**YOUR TASK:** Copy every line of the listing below, word for word and without changes.

**DATASET ROWS:**
* * *

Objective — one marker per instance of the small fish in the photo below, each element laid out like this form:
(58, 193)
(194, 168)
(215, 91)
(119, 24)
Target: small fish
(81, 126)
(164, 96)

* * *

**SOLUTION:**
Objective — one marker per instance of the small fish in the photo below, each element laid out like this form:
(58, 193)
(194, 168)
(215, 91)
(119, 24)
Target: small fish
(81, 126)
(164, 96)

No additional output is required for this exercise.